Selected extract
"Belonging and Conjuring: The Healing Magic Of Black Cook Pots"

In this 60min offering mother and child duo, B. Anderson, Jr. (They/Them) and their Mother "Queen Bea" Anderson return to the conference to help us re-member and uplift the freedom seeking dishes that crossed the Atlantic, survived through emancipation and with us always as a flame to light the path of our towards joy, imagination and possibility.

Through combining the grandmother wit and wisdom of 82 year old Queen Bea and the study and practice of plants and culinary art's by her daughter B. Anderson, the two will cook, cackle and share stories with participants exploring the medicinal, spiritual, and scientific properties of a native tree to B. Anderson and Queen B's Mississippi Choctaw ancestors, the Choctaw Pecan.

Task list
1. In the description of the Black cook pots session, how old is Queen Bea?
2. According to the description of the Black cook pots session, what are B. Anderson, Jr. and Queen Bea returning to the conference to do? Answer in one to three sentences.
3. Pick up the description of the Black cook pots session after its final sentence and continue it.

Data extracts
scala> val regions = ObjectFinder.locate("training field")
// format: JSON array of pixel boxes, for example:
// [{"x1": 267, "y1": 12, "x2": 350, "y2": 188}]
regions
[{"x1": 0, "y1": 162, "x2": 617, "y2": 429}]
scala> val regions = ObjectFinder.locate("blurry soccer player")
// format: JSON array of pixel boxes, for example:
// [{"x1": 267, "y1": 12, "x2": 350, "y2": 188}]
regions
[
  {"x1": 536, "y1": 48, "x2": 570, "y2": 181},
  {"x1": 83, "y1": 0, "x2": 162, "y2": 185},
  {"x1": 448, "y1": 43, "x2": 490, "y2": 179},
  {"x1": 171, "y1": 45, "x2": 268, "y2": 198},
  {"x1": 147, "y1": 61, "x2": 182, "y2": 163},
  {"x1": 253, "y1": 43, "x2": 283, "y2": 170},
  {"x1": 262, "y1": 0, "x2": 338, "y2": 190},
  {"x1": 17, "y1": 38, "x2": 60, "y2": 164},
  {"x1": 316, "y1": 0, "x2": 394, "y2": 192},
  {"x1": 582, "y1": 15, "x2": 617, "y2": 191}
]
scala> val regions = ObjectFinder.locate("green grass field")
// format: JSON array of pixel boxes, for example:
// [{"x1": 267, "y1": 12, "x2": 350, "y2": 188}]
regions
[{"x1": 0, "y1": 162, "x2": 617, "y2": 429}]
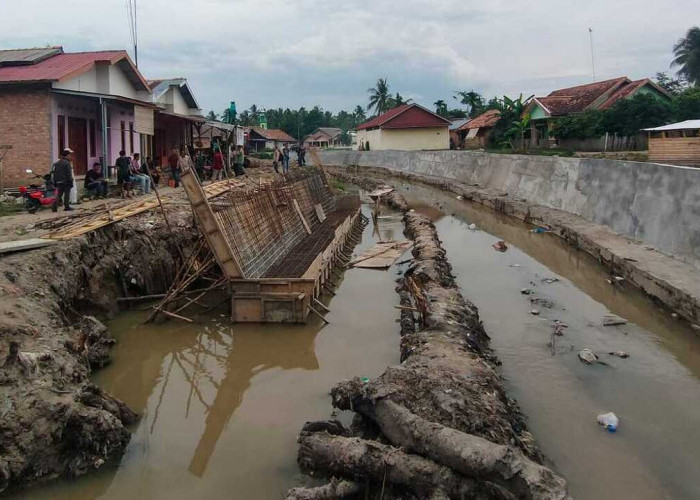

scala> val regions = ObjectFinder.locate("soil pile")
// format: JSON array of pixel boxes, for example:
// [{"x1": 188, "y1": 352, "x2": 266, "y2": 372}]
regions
[
  {"x1": 0, "y1": 207, "x2": 196, "y2": 490},
  {"x1": 288, "y1": 175, "x2": 567, "y2": 499}
]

Results for the exercise
1. She is 82 years old.

2. They return to help participants re-member and uplift the freedom-seeking dishes that crossed the Atlantic and survived through emancipation. These dishes remain with us always as a flame lighting the path toward joy, imagination and possibility.

3.
Together they will share one of B. Anderson's favorite family recipes, her great-great -grandmother's Pecan Pie, honoring a legacy of Black Native traditions, ancestry and creative genius that lives on through many across the African diaspora. Join "Belonging and Conjuring: The Healing Magic Of Black Cook Pots" to reignite your ancestral legacy of medicine made from stirring, sifting, and the kneading of recipes that birthed our freedom.

B. Anderson (they/them) is a somatic & music therapy practitioner, herbalist, meditation teacher, mediator and community organizer. B. calls up the traditions, legacies and medicine of their southern Black American, Jamaican Maroon and Choctaw ancestry as their healing arts praxis. As a lifelong student of her mothers, fathers and elders plant medicine traditions, B. became an apprentice of Karen Rose in their honor in 2018 and certified in Ayurvedic Medicine with Dr. Naina Marballi.

"Queen Bea" Anderson (she/hers), born and raised in Mississippi knows the life and also the practice of living through the Jim Crow era. Taught to grow and make medicine from farm to table chef, baker, writer, doll collector, plant steward, and mother of five children has the gift of JOY and the teachings of her Fulani, Black Native resilience etched deep into her spirt.